What is needed:
Word for word, transcribe the lines below and drop the pictures.

────────────────────

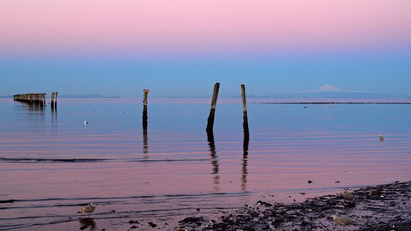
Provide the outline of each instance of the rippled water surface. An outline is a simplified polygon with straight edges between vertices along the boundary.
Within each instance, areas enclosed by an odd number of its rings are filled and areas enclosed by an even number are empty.
[[[149,99],[146,128],[140,99],[0,99],[0,229],[172,229],[261,198],[409,180],[411,105],[260,103],[324,100],[250,99],[248,138],[239,99],[218,99],[209,134],[209,99]],[[90,219],[76,213],[91,202]]]

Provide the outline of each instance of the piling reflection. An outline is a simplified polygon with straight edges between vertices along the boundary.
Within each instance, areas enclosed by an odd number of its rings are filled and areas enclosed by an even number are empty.
[[[248,158],[248,143],[250,141],[250,134],[247,131],[244,132],[244,140],[242,142],[242,166],[241,175],[241,189],[245,191],[247,190],[247,165],[248,165],[247,158]]]
[[[213,166],[213,171],[211,174],[213,175],[213,183],[216,185],[214,189],[216,191],[219,190],[219,187],[217,185],[220,183],[220,176],[218,175],[218,161],[216,155],[215,144],[214,143],[214,134],[213,130],[207,131],[207,141],[209,142],[209,150],[211,157],[211,165]]]
[[[143,158],[148,158],[148,138],[147,137],[147,107],[144,106],[143,109]]]
[[[90,230],[96,230],[97,226],[96,225],[96,222],[94,221],[92,218],[80,218],[79,219],[79,221],[80,222],[80,225],[82,227],[85,226],[87,226],[87,228],[90,228]],[[84,228],[84,229],[87,228],[86,227]]]
[[[51,107],[51,133],[57,134],[57,107]]]

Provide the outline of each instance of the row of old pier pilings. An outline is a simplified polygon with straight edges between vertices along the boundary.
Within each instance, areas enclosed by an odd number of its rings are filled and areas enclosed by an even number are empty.
[[[57,107],[57,94],[59,92],[51,92],[51,107]]]
[[[210,114],[207,120],[207,128],[206,130],[208,133],[213,132],[213,127],[214,125],[214,116],[215,114],[215,107],[217,105],[217,98],[218,97],[218,89],[220,88],[220,83],[216,83],[214,85],[214,89],[213,91],[213,98],[211,100],[211,108],[210,110]],[[246,100],[246,86],[244,84],[241,85],[241,95],[242,101],[242,128],[244,131],[244,136],[248,137],[249,131],[248,129],[248,118],[247,118],[247,106]]]
[[[31,93],[28,94],[18,94],[13,95],[15,101],[27,103],[30,104],[40,104],[45,105],[46,104],[45,93]]]
[[[58,93],[57,92],[51,92],[51,107],[57,107],[57,94]],[[46,105],[46,94],[45,93],[18,94],[13,95],[13,98],[14,101],[45,106]]]

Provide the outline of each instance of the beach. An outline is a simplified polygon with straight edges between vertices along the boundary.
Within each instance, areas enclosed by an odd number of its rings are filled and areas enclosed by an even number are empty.
[[[344,213],[358,226],[345,230],[411,229],[411,182],[362,187],[345,201],[341,195],[307,199],[302,203],[270,203],[269,198],[254,204],[221,210],[214,219],[188,217],[177,230],[338,230],[331,216]]]

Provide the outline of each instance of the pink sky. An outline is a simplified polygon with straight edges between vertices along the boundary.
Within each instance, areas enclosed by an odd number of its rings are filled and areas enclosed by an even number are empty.
[[[409,1],[6,0],[0,2],[0,52],[408,47],[410,12]]]

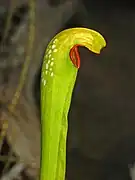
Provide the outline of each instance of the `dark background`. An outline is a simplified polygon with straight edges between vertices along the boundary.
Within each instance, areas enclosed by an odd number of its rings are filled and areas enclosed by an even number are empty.
[[[1,10],[2,37],[6,21],[3,19],[9,16],[11,3],[1,0],[0,4],[5,10],[5,13]],[[25,28],[27,5],[27,1],[17,1],[16,18],[12,19],[5,49],[0,54],[1,112],[7,114],[9,129],[14,129],[14,133],[9,130],[7,139],[11,136],[13,140],[8,144],[26,164],[31,160],[29,153],[36,162],[39,160],[39,80],[44,50],[59,31],[88,27],[105,37],[107,47],[101,55],[79,48],[81,69],[69,113],[67,179],[130,180],[128,167],[135,160],[134,3],[116,0],[36,1],[36,40],[14,117],[7,112],[6,106],[13,97],[24,64],[24,47],[27,47],[28,39]],[[20,13],[18,9],[22,7]],[[17,36],[20,27],[24,30]],[[11,41],[13,38],[14,42]],[[16,127],[20,128],[19,131]],[[2,151],[6,154],[6,143],[4,147]]]

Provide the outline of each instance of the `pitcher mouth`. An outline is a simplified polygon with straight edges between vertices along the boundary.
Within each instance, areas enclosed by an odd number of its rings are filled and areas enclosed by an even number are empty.
[[[70,50],[70,59],[72,61],[72,63],[74,64],[74,66],[79,69],[80,68],[80,54],[78,52],[78,47],[80,45],[76,44],[72,47],[72,49]]]

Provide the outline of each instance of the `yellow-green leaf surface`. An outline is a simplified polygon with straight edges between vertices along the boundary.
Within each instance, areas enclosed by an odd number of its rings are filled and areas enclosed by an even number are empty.
[[[65,179],[67,116],[78,72],[70,58],[75,45],[99,54],[106,42],[94,30],[71,28],[57,34],[46,49],[41,75],[40,180]]]

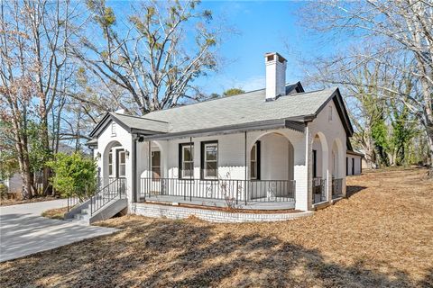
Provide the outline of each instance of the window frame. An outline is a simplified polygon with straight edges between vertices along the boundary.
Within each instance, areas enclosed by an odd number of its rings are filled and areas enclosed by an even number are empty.
[[[260,176],[260,166],[261,166],[261,148],[260,148],[260,141],[256,141],[253,145],[253,148],[255,147],[255,161],[253,161],[251,159],[251,150],[250,150],[250,180],[260,180],[261,176]],[[252,148],[252,149],[253,149]],[[252,176],[252,171],[253,171],[253,162],[255,163],[256,165],[256,176],[255,177]]]
[[[207,161],[206,159],[206,147],[207,146],[216,146],[216,160],[209,160]],[[211,140],[211,141],[202,141],[201,142],[201,153],[200,153],[200,159],[201,159],[201,167],[200,167],[200,178],[201,180],[217,180],[218,179],[218,160],[219,160],[219,151],[218,151],[218,141],[217,140]],[[207,162],[215,162],[216,164],[216,176],[206,176],[206,163]]]
[[[126,152],[124,148],[122,149],[116,149],[115,150],[115,154],[116,154],[116,176],[117,176],[117,178],[124,178],[126,177]],[[121,157],[120,157],[120,154],[124,154],[124,164],[121,164],[120,161],[121,161]],[[120,166],[124,166],[124,175],[120,175]]]
[[[160,163],[158,166],[155,166],[153,164],[153,156],[155,155],[155,153],[159,153],[160,154]],[[155,150],[155,151],[152,151],[152,154],[151,154],[151,171],[152,171],[152,179],[161,179],[161,151],[160,150]],[[154,171],[154,168],[158,168],[160,173],[158,175],[158,176],[155,176],[155,171]]]
[[[191,169],[191,175],[190,176],[184,176],[183,172],[185,171],[184,169],[184,148],[191,148],[192,151],[190,151],[190,154],[192,156],[192,159],[189,161],[187,161],[188,163],[192,163],[192,169]],[[180,143],[179,144],[179,179],[193,179],[194,178],[194,143],[189,142],[189,143]]]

────────────────────

Exercise answer:
Provide the outline of each instance of the rippled water surface. An outline is a simplified polygon with straight edges between vertices along the boundary.
Within each instance, areas enclosed by an odd number of its rings are filled and areas enclosed by an even number are empty.
[[[149,99],[146,128],[140,99],[0,99],[0,229],[172,229],[261,198],[409,180],[411,105],[260,103],[324,100],[250,99],[248,138],[239,99],[218,99],[209,134],[209,99]],[[90,219],[76,213],[91,202]]]

Provide the outline of each instance of the piling reflection. An outline is a simplified polygon with straight edges between vertices along the boundary.
Within each instance, areas enclosed by an odd number of its rings are filled and areas enclosed by an even number are empty.
[[[248,158],[248,143],[250,141],[250,134],[247,131],[244,132],[244,140],[242,142],[242,166],[241,175],[241,189],[245,191],[247,190],[247,165],[248,165],[247,158]]]
[[[213,166],[213,171],[211,174],[213,175],[213,183],[216,185],[214,189],[216,191],[219,190],[219,187],[217,185],[220,183],[220,176],[218,175],[218,161],[216,155],[215,144],[214,143],[214,134],[213,130],[207,131],[207,141],[209,142],[209,150],[211,157],[211,165]]]
[[[143,158],[148,158],[148,138],[147,137],[147,107],[144,106],[143,109]]]
[[[90,230],[96,230],[97,226],[96,225],[96,222],[94,221],[92,218],[80,218],[79,219],[79,221],[80,222],[80,225],[82,227],[85,226],[87,226],[87,228],[90,228]],[[84,228],[84,229],[87,228],[86,227]]]
[[[51,107],[51,133],[57,134],[57,107]]]

Provide the outline of each instance of the row of old pier pilings. An outline is a simplified polygon with straight edges between vertices along the boundary.
Within each instance, areas enclosed by an odd number of its rings are filled and areas enclosed by an even number are empty.
[[[57,107],[57,94],[59,92],[51,92],[51,107]]]
[[[210,114],[207,120],[207,128],[206,130],[208,133],[213,132],[213,127],[214,125],[214,116],[215,114],[215,107],[217,105],[217,98],[218,97],[218,89],[220,88],[220,83],[216,83],[214,85],[214,89],[213,91],[213,98],[211,100],[211,108],[210,110]],[[246,100],[246,86],[244,84],[241,85],[241,95],[242,101],[242,128],[244,131],[244,136],[248,137],[249,131],[248,129],[248,118],[247,118],[247,106]]]
[[[31,93],[28,94],[18,94],[13,95],[15,101],[27,103],[30,104],[40,104],[45,105],[46,104],[45,93]]]
[[[58,93],[57,92],[51,92],[51,107],[57,107],[57,94]],[[46,105],[46,94],[45,93],[18,94],[13,95],[13,98],[14,101],[45,106]]]

Provide the outline of each instance of the beach. An outline is a simplified polygon with straight edges between vertices along the boundary.
Within each instance, areas enclosed by an odd number of its rings are filled and areas enclosed by an even number are empty.
[[[344,213],[358,226],[345,230],[411,229],[411,182],[362,187],[345,201],[341,195],[307,199],[302,203],[270,203],[269,198],[254,204],[221,210],[214,219],[188,217],[177,230],[338,230],[331,216]]]

Provide the outline of each instance of the pink sky. An outline is a simplified polygon with straight edges between vertices along the boundary.
Within each instance, areas enclosed by an odd number of its rings are filled and areas enclosed by an even number are empty.
[[[409,1],[6,0],[0,2],[0,52],[408,47],[410,12]]]

Provide the outline of each instance of the `dark background`. An outline is a simplified polygon with straight edges between vertices along the boundary.
Within each instance, areas enclosed by an odd number of its rings are filled and areas enclosed by an even number are empty.
[[[1,10],[2,37],[6,21],[3,19],[9,16],[11,3],[1,0],[0,4],[5,10],[5,13]],[[25,28],[27,5],[27,1],[17,1],[16,18],[12,19],[5,49],[0,54],[1,112],[7,114],[9,129],[14,129],[14,133],[9,130],[7,139],[11,136],[13,140],[8,144],[26,164],[31,160],[29,153],[36,162],[39,160],[39,80],[44,50],[59,31],[88,27],[105,37],[107,47],[101,55],[79,48],[81,69],[69,113],[67,179],[130,180],[128,167],[135,160],[134,3],[116,0],[36,1],[36,40],[14,117],[7,112],[6,106],[13,97],[24,64],[24,47],[27,47],[28,39]],[[20,13],[18,9],[22,7]],[[17,36],[20,27],[24,30]],[[11,41],[13,38],[14,42]],[[16,127],[20,128],[19,131]],[[2,151],[6,154],[6,143],[4,147]]]

Provide the outline of each instance of the `pitcher mouth`. An outline is a simplified polygon with straight edges between vertices along the boundary.
Within each instance, areas enclosed by an odd number of its rings are filled and areas enclosed by an even number are empty.
[[[70,50],[70,59],[72,61],[72,63],[74,64],[74,66],[79,69],[80,68],[80,54],[78,52],[78,47],[80,45],[76,44],[72,47],[72,49]]]

Provide the outline of each instance of the `yellow-green leaf surface`. An outline is a simplified polygon with straight edges between vertices along the boundary.
Within each instance, areas enclosed by an odd number of its rings are filled and areas enclosed by an even number are empty.
[[[65,179],[67,116],[78,72],[70,58],[75,45],[99,54],[106,42],[94,30],[71,28],[57,34],[46,49],[41,75],[40,180]]]

Provide the outline of each instance of the window frame. An outline is a simplified polygon with straight edges between vertices along the boundary.
Within each instance, areas enclosed by an odd number of its rings are filled and areas enclosed by an even number are empty.
[[[260,176],[260,166],[261,166],[261,148],[260,148],[260,141],[256,141],[253,145],[253,148],[255,147],[255,161],[253,161],[251,159],[251,150],[250,150],[250,180],[260,180],[261,176]],[[252,148],[252,149],[253,149]],[[252,176],[252,171],[253,171],[253,162],[255,163],[256,165],[256,176],[255,177]]]
[[[207,161],[206,159],[206,147],[207,146],[216,146],[216,160],[209,160]],[[211,140],[211,141],[202,141],[201,142],[201,153],[200,153],[200,159],[201,159],[201,167],[200,167],[200,178],[201,180],[217,180],[218,179],[218,160],[219,160],[219,151],[218,151],[218,141],[217,140]],[[207,162],[215,162],[216,164],[216,176],[206,176],[206,163]]]
[[[126,152],[124,148],[122,149],[116,149],[115,150],[115,154],[116,154],[116,176],[117,176],[117,178],[124,178],[126,177]],[[121,157],[120,157],[120,154],[124,154],[124,164],[121,164],[120,161],[121,161]],[[120,166],[124,166],[124,175],[120,175]]]
[[[160,163],[158,166],[155,166],[153,164],[153,156],[155,155],[155,153],[159,153],[160,154]],[[155,150],[155,151],[152,151],[152,154],[151,154],[151,171],[152,171],[152,179],[161,179],[161,151],[160,150]],[[154,171],[154,168],[158,168],[160,173],[158,175],[158,176],[155,176],[155,171]]]
[[[191,169],[191,175],[190,176],[184,176],[183,172],[185,171],[184,169],[184,148],[191,148],[192,151],[190,151],[190,154],[192,156],[192,159],[189,161],[187,161],[188,163],[192,163],[192,169]],[[180,143],[179,144],[179,179],[193,179],[194,178],[194,143],[189,142],[189,143]]]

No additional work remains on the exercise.